RECORDS SUPPLIED
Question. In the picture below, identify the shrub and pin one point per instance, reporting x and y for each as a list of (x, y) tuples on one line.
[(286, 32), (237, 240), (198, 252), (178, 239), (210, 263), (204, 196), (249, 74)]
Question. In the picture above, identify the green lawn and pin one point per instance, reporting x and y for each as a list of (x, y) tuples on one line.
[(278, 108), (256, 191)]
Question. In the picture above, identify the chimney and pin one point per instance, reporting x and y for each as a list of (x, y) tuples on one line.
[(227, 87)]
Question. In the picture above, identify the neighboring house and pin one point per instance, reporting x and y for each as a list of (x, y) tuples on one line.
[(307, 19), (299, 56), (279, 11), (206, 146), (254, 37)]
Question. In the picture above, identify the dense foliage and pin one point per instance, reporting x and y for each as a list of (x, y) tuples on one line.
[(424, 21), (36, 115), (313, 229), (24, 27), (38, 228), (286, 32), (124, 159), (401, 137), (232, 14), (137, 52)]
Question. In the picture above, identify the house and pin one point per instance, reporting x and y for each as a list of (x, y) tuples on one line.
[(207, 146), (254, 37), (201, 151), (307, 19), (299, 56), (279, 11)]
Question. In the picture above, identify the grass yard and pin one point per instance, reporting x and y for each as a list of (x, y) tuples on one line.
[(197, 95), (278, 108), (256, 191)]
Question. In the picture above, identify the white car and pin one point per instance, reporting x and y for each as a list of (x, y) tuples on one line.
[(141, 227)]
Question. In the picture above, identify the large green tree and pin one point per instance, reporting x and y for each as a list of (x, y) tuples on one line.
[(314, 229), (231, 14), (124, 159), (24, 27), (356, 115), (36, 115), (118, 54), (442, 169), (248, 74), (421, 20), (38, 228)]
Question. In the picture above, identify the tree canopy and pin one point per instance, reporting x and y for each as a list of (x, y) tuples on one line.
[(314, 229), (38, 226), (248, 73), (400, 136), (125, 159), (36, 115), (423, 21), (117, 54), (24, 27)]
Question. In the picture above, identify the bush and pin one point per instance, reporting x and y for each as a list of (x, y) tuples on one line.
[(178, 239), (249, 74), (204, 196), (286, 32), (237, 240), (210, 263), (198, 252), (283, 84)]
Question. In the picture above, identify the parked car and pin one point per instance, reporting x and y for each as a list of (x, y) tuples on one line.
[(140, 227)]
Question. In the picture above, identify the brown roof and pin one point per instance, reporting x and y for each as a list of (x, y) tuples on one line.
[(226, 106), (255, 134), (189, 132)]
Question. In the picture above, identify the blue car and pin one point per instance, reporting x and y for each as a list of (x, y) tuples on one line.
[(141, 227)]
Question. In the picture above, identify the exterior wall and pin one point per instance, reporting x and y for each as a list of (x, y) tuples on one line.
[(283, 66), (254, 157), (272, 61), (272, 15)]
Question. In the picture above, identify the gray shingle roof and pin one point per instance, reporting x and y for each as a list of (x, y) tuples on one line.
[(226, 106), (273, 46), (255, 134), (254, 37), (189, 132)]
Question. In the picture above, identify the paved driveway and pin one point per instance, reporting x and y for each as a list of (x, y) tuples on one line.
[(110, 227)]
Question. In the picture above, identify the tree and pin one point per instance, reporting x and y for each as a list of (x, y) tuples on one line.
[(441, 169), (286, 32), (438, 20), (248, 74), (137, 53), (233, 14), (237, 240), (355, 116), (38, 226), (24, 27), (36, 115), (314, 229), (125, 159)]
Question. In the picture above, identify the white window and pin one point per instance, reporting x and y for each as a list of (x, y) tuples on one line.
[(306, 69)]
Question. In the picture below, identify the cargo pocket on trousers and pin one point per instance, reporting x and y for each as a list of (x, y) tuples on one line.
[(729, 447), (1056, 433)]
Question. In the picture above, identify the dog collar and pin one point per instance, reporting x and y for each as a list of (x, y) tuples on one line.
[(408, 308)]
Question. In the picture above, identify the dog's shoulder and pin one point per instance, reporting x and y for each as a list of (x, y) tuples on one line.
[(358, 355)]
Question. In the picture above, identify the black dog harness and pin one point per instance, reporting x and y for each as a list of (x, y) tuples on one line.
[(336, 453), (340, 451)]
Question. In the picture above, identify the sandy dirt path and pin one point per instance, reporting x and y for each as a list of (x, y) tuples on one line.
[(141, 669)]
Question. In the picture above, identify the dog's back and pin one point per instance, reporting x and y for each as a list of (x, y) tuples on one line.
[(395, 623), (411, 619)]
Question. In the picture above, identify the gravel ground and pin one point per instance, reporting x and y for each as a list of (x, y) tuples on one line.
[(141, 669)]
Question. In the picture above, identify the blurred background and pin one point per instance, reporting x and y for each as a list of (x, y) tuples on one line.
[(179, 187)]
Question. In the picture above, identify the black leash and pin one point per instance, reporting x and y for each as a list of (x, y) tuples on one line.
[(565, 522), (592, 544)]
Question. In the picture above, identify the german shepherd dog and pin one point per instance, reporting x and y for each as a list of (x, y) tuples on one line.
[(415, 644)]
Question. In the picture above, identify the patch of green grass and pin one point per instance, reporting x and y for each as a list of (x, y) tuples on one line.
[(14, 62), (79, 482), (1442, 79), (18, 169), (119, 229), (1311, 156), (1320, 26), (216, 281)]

TASK DIRECTIONS
Repeat back the data above, exact to the last character.

FULL ANSWER
Question. In the picture below, identify the shrub and pin one point per instance, reporting x and y for each as a list of (x, y) tuples on one line.
[(286, 32), (237, 240), (198, 252), (178, 239), (210, 263), (204, 196), (249, 74)]
Question. In the picture above, identify the green lawn and pin one point per instance, reporting x and y for each as a list of (x, y) tuples on one line.
[(278, 108), (256, 191)]
Question. In the picture above, identify the chimney and pin one point per instance, reporting x and y for each as a list of (x, y) tuples on one line.
[(227, 87)]
Question. In the picture above, identify the neighboring house and pin one point per instance, reporting x and y for each as a list of (x, y) tuples on one line.
[(307, 19), (299, 56), (279, 11), (206, 146), (254, 37)]
Question. In the picture above, identify the dense foliage and pin one point per instance, reporting x and y for each as a list of (x, y) tuples on one line.
[(424, 21), (36, 115), (313, 229), (24, 27), (38, 228), (286, 32), (124, 159), (401, 137), (232, 14), (137, 52)]
Question. In the picture above, identify the house and pin one point per instance, reporting x and y for each as a list of (x, y) tuples on one line.
[(207, 146), (254, 37), (201, 151), (307, 19), (299, 56), (279, 11)]
Question. In the picture above, identify the grass yard and pin one point per instance, reporting x and y for each as a list of (x, y) tuples on one line.
[(197, 95), (278, 108), (256, 191)]
Question. In the picture above, identify the white car and pin one point per instance, reporting x and y for each as a list of (x, y) tuples on one line.
[(141, 227)]
Question. In the picture above, identify the large green tree and pin one point per instance, reporting x and y for each as a list of (x, y) tuples on one line.
[(314, 229), (231, 14), (124, 159), (24, 27), (356, 115), (36, 115), (118, 54), (442, 169), (248, 74), (421, 20), (38, 228)]
Question. In the picture above, identify the tree canopy and pin one point per instance, reporting x and y for each as a list of (x, y) tuples on one line.
[(314, 229), (38, 226), (248, 73), (400, 136), (125, 159), (36, 115), (423, 21), (117, 54), (24, 27)]
Question. In the picture above, identify the bush and pin one point per instance, reporting x and y for each as a list of (x, y) tuples on one line.
[(178, 239), (249, 74), (204, 196), (286, 32), (237, 240), (210, 263), (198, 252), (283, 84)]
Question. In the picture above, identify the parked car and pin one point per instance, reporting x and y for each as a list of (x, y) tuples on one line.
[(140, 227)]
Question. In the picture above, identify the brown roof and pin one point per instance, reporting x and y for each as a list of (x, y) tuples on one line.
[(226, 106), (255, 134), (189, 132)]
Question. In the picture above, identify the blue car and pin one point per instance, reporting x and y for each as a list of (x, y) tuples on one line.
[(141, 227)]
Question. In the picture above, identify the exterior wall and pin one point per instance, reporting x and y for each as a list of (x, y) tuples on one line.
[(283, 66), (254, 157), (272, 61), (272, 15)]
Question. In the picture above, identify the gray shingle roof and pin one point per instance, reporting x and y for each as a list of (x, y) tuples on one line.
[(226, 106), (273, 46), (255, 134), (254, 37), (189, 132)]
Question. In the picture above, identify the paved driveway and pin one point per instance, reporting x and y for each as a list of (x, y) tuples on one line.
[(110, 227)]
Question. In the picture above, identify the tree and pin one point per instance, reporting x and y for each as a list of (x, y) tuples on one line.
[(441, 169), (286, 32), (438, 20), (248, 74), (137, 53), (233, 14), (237, 240), (355, 116), (38, 226), (24, 27), (36, 115), (314, 229), (125, 159)]
Question. In the picture above, identify the white window and pin one point per instance, reporting x and y for each as a list of (x, y) tuples on one line.
[(306, 69)]
Question. In the picture below, identify the cargo pocket on trousers and pin one point per instance, reporting x and y for each as a list of (x, y) tuples on one line.
[(729, 447), (1056, 433)]
Question. In the picture above, identify the dog collar and pin one point per instance, reporting x and y for each as a list of (x, y) tuples on one line.
[(408, 308)]
Question. In the picture above, identify the dog's shoulder and pin one point per instance, reporting x and y for each as a list of (x, y) tuples on one line.
[(358, 355)]
Question. In the picture above, identify the black dog harness and pin one point per instance, reporting x and y for each as a list of (x, y) tuples on one line.
[(336, 453), (340, 451)]
Question. In the picture above, identify the sandy dirt path and pin one point per instance, reporting x and y for each as a list of (x, y) tuples on one line.
[(141, 669)]
Question. In the picture above, identify the dog's back and pin one point per instance, reporting x and y for each as a list of (x, y) tuples on one line.
[(395, 623), (411, 619)]
Question. In the picture above, identify the gravel ground and pin one point per instance, reporting x and y for each as a list of (x, y) tuples on one line.
[(141, 669)]
Question. In the picture above, identify the blurred background and pin one point per instance, reporting x and y for each as a list of (x, y) tuples on one line.
[(179, 187)]
Question. In the picture above, identify the black leash and pin one point per instance, reporting x and y for each as a list of (x, y) tuples on one line.
[(565, 522), (592, 544)]
Question. In the picture above, identify the german shepherd dog and pin one point per instance, reporting x and y for each as a list of (x, y) tuples on one line.
[(415, 644)]
Question. In the picture above, identify the patch of green grass and pin one point per instance, reporting x and y for each as a list of (x, y) tuples on one line.
[(14, 62), (79, 482), (1442, 79), (18, 169), (119, 229), (1311, 156), (1320, 26), (216, 281)]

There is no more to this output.